PROMPT:
Copy, from the material below, every line in which the word "dark" can be found.

RECORDS PROVIDED:

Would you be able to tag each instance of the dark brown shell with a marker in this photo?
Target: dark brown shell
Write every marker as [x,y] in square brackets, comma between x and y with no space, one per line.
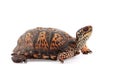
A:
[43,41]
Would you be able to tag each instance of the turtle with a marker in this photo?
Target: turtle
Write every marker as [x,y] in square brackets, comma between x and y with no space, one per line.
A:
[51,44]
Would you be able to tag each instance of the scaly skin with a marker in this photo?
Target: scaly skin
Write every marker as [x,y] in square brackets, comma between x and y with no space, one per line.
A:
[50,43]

...

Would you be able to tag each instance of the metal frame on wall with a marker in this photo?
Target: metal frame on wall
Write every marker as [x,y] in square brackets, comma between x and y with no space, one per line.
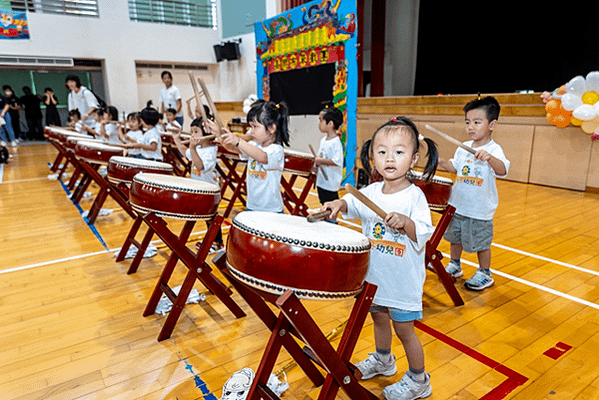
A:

RESPONSE FOR THIS EXERCISE:
Would you be able to tag each instance of the dark brown shell with a marker in this photo?
Target: dark brown shell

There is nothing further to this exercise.